• [Texte extrait]
□ □ □
Trois ans plus tard, ces tendances Ă©taient confirmĂ©es. Fondapol et ses associĂ©s ont proposĂ© aux 47 000 enquĂȘtĂ©s six modĂšles diffĂ©rents de rĂ©gimes. La dĂ©mocratie reprĂ©sentative, dĂ©crite comme « avoir un systĂšme politique dĂ©mocratique avec un Parlement Ă©lu qui contrĂŽle le gouvernement », rĂ©unissait le plus large soutien (81 %). Mais ce rĂ©sultat Ă©tait trompeur. Fondapol n’aurait pas dĂ» titrer sur ‘l’approbation massive de la dĂ©mocratie reprĂ©sentative’, car 70 % des citoyens questionnĂ©s acceptaient aussi une pseudo dĂ©mocratie directe oĂč ‘les citoyens et non un gouvernement dĂ©cident ce qui leur semble le meilleur pour le pays Â». Une technocratie ‘d’experts’ serait acceptĂ©e par 62 % des citoyens, comme l’indiquait dĂ©jĂ  une enquĂȘte en 2018. N’accorder le droit de vote qu’Ă  ceux qui auraient « un niveau de connaissances suffisant » ralliait 43% des interrogĂ©s dans les 55 pays. 36% accepteraient un État dirigĂ© par «un homme fort qui n’a pas Ă  se prĂ©occuper du parlement ni des Ă©lections » et 25% Ă©taient prĂȘts Ă  confier les rĂȘnes du pouvoir Ă  l’armĂ©e. Un systĂšme reposant sur « un homme fort » et donc autoritaire rĂ©unissait une majoritĂ© dans 14 pays, ralliant 72% des Indiens, mais aussi une majoritĂ© en Bosnie-HerzĂ©govine, Bulgarie, au Kosovo, en Lituanie, Moldavie, Roumanie, Slovaquie, SlovĂ©nie et mĂȘme en Ukraine. La notion de dĂ©mocratie restait donc mal comprise ou refusĂ©e par une partie trĂšs importante sinon majoritaire des populations.

Confiance et violence banalisée

On sait que la mĂ©fiance envers les dirigeants est liĂ©e Ă  la mĂ©fiance interpersonnelle, particuliĂšrement forte chez les sympathisants de l’extrĂȘme droite. Or, Fondapol observe que pour les deux tiers (64 %) des rĂ©pondants, « on n’est jamais trop prudent quand on a affaire aux autres ». Cette mĂ©fiance envers l’Autre est plus forte chez les femmes (68 %), les moins de 35 ans (67 %) et surtout au sein des couches populaires (71 % parmi les personnels de services, employĂ©s de commerce et ouvriers peu qualifiĂ©s).

En Europe, on retrouve plusieurs clivages : la confiance est majoritaire au Nord (sauf en SuĂšde), minoritaire dans le reste de l’UE, mĂ©diocre dans les anciens pays de l’Est ainsi qu’en France et en Italie qui se distinguent avec 22% seulement de confiants,  78% rĂ©pondant que « l’on n’est jamais trop prudent quand on a affaire aux autres ». La mĂ©fiance est une constante en France depuis des dĂ©cennies.
□ □ □
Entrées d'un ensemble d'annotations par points
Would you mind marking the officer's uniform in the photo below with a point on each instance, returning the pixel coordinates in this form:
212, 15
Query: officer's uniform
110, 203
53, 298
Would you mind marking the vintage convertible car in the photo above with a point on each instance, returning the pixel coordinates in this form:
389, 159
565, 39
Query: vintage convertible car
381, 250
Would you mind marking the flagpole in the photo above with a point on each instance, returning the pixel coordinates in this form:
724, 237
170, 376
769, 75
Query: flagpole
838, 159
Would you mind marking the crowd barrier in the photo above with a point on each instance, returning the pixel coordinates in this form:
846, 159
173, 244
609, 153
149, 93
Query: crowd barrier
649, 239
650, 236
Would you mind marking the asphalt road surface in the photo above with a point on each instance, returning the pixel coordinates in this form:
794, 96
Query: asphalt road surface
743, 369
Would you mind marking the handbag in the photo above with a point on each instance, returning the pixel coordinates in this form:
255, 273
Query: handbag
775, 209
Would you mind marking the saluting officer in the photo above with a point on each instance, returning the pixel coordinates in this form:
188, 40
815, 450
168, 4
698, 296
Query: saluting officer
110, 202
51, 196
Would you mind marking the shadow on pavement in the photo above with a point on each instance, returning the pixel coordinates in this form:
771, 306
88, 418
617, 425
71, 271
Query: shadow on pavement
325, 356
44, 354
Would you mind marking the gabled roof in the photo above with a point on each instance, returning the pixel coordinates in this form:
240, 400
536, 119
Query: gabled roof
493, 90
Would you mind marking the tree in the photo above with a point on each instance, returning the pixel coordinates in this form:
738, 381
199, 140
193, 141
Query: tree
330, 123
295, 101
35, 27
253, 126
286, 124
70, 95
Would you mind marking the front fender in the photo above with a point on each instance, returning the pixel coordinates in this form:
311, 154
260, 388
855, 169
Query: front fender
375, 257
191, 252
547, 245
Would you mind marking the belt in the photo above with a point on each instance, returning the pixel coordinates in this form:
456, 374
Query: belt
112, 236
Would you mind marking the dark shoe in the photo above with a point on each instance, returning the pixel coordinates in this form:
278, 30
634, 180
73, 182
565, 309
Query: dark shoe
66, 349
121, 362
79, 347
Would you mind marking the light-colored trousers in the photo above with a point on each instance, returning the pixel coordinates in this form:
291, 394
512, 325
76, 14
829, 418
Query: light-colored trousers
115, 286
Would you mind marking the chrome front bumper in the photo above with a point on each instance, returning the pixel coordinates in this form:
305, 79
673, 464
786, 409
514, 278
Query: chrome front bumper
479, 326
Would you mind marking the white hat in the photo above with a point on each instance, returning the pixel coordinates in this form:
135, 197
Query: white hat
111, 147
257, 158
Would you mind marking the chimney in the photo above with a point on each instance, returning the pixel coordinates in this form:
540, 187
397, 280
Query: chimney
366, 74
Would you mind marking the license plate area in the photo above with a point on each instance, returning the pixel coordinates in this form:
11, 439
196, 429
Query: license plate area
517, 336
□ □ □
• [Objectif]
Poursuivez le texte sur l'enquĂȘte de Fondapol consacrĂ©e au soutien Ă  la dĂ©mocratie et Ă  la confiance, en reprenant aprĂšs sa derniĂšre phrase. Les enregistrements ne jouent aucun rĂŽle dans ce travail.

• [Résultat attendu]
Cette mĂ©fiance interpersonnelle est Ă  relier Ă  la conviction que « les citoyens n’arriveront plus Ă  rĂ©soudre leurs dĂ©saccords de maniĂšre pacifique et auront plus souvent recourt Ă  la violence ». Une opinion partagĂ©e par 56% des AmĂ©ricains, 54% des EuropĂ©ens, seulement un tiers des Nordiques, mais 71% des Français, plus pessimistes sur ce point que les pessimistes pays de l’Est!

Dans ce contexte, la moitiĂ© des personnes interrogĂ©es (47 %), surtout les jeunes et les hommes, Ă©taient favorables au droit d’«avoir une arme Ă  feu chez soi pour se dĂ©fendre». Ce souhait partagĂ© par 84 % des AmĂ©ricains, les deux tiers des Serbes et des TchĂšques, descendait Ă  un tiers dans l’UE, un quart des Allemands et des Français. Japonais et NĂ©erlandais se distinguaient par leur rejet des armes Ă  domicile (15 et 14% de favorables).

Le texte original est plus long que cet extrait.